| RECORD SET |
-- BEGIN --

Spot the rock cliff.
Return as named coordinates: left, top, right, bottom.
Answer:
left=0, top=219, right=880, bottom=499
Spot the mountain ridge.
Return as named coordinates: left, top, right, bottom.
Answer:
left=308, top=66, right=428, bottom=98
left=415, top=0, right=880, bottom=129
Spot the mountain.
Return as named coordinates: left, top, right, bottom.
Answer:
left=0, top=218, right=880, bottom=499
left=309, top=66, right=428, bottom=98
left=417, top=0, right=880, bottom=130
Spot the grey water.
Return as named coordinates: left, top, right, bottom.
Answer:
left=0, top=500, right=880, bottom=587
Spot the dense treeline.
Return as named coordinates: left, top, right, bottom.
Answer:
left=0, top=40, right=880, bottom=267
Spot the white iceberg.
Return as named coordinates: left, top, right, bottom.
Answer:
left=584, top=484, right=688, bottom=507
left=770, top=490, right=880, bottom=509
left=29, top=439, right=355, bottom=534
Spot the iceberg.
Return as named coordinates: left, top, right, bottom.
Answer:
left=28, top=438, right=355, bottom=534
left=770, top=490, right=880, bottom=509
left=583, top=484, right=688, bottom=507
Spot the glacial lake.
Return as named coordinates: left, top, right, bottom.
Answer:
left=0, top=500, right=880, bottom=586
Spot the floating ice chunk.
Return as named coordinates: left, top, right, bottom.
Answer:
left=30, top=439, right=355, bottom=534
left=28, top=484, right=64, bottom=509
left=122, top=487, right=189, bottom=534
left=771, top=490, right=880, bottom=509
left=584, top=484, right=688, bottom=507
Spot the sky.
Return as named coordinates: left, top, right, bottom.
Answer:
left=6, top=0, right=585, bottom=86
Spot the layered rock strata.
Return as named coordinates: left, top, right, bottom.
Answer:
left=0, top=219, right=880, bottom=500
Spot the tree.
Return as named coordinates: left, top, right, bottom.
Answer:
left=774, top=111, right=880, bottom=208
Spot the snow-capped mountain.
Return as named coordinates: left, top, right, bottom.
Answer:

-- END --

| DO THIS |
In the span from the line containing "Spot the tree." through the end of the items, replace "Spot" with "Locate". Output only those lines, with nothing else altered.

| SOLUTION TO THE PROBLEM |
Locate the tree.
Return as named coordinates: left, top, right, bottom.
Answer:
left=774, top=111, right=880, bottom=208
Locate the snow-capped mountain.
Return as named coordinates: left, top, right, bottom.
Answer:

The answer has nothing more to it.